Extract to read
○ ○ ○ ○ ○

Senator Kerry. Thank you very much, Mr. Ambassador, for
that important testimony.
Ms. Claybrook.
STATEMENT OF JOAN CLAYBROOK,
PRESIDENT OF PUBLIC CITIZEN
Ms. Claybrook. Thank you, Mr. Chairman. I am Joan
Claybrook, president of Public Citizen, a national consumer
organization, and the former administrator of the National
Highway Traffic Safety Administration. I issued the first fuel
economy standards in 1977.
As reported by Keith Bradsher in the New York Times, Ford
Motor Company admitted in its corporate citizenship report in
May of 2000 that SUVs, which generate much of the company's
profit, ``contributed more than cars to global warming, emitted
more smog-causing pollution, and endangered other motorists,
and that the company faced an awkward situation, because its
most profitable products do not meet its goals for social
responsibility.'' However, Bradsher reported that Ford still
has no plans to halt or reduce production of their massive SUV,
the Ford Excursion, which gets 10 miles per gallon in the city,
13 on the highway, and weighs as much as two Jeep Grand
Cherokees.
Congress must require manufacturers to change the fuel
economy performance of their vehicles because in the 17 years
that have passed since 1985 they have failed to do so on their
own--in fact, they have gone backward--and if they do not,
America will continue to suffer the consequences of short-term
industry thinking and long-term damage to this country.
Americans support, with their pocketbook if necessary,
strong fuel economy standards, according to a Harris poll and
other polls that have been done, as a way of reducing our
economic dependence on the vagaries of foreign oil and
protecting our environment by cutting emissions of greenhouse
gases. Congress must now limit U.S. oil consumption. Raising
fuel economy standards is the most reasonable and the most
cost-effective way to accomplish this goal.
The CAFE standard that was devised by the Congress in 1975
has been a smashing success, but it is now outdated due to
inactivity at the congressional and NHTSA level, and
improvements are needed. NHTSA is charged by statute with
administering both the highway safety and the fuel economy
program and, in view of this dual mission, I would like to help
debunk the industry canard that fuel economy and safety are a
tradeoff. That has never been the position of the agency among
its technical staff, at least, and it is incorrect.
The argument has been made by the auto industry so many
times it is now a cliche, but fortunately, it is not true.
First, historically, weight reductions in the smallest vehicles
did not occur with the 1978-1985 CAFE standards and it is not
likely to happen in the future, and the reason why not is that
it is not cost-effective for the industry. When they remove
weight, they take it out of the behemoths, they do not take it
out of the little guys, because that is what is worthwhile in
terms of saving fuel and the investments they have to make.
In 1974, Ford claimed that fuel economy standards, ``would
require a Ford product line consisting of either all sub-Pinto-
sized vehicles or some mix of vehicles ranging from a
subcompact to a Maverick.'' That prediction was wrong, and
their predictions today about safety and fuel economy, are
wrong as well.
In fact, what happens is that after the CAFE standards were
issued, the lightest vehicles, those under 2,500 pounds, were
pretty much eliminated, and they comprise a smaller percentage
of the fleet than they did earlier.
The original passage of CAFE standards did not result in
the lighter cars becoming lighter or less safe. For example,
the Honda Civic gained 800 pounds, and went from failing the
NHTSA crash test to receiving five stars, so it shows that
through technology these companies were able to improve their
vehicles and also achieve their fuel efficiency.

○ ○ ○ ○ ○

Extracted material
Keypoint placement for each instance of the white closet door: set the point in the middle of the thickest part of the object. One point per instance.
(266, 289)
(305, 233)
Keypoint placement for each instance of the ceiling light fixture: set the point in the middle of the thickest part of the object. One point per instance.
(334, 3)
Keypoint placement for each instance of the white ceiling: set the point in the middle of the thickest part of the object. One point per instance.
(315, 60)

○ ○ ○ ○ ○

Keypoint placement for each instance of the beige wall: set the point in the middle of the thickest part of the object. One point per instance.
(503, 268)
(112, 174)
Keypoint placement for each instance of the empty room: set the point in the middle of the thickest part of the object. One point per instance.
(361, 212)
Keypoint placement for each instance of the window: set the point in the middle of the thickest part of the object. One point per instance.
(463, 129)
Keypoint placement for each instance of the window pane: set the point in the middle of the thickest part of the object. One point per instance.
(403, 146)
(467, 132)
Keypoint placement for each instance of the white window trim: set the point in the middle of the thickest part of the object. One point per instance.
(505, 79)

○ ○ ○ ○ ○

Problem description
According to the testimony, how many miles per gallon does the Ford Excursion get in the city and on the highway? Work from the testimony alone, not the listing.

Solution to the exercise
It gets 10 miles per gallon in the city and 13 on the highway.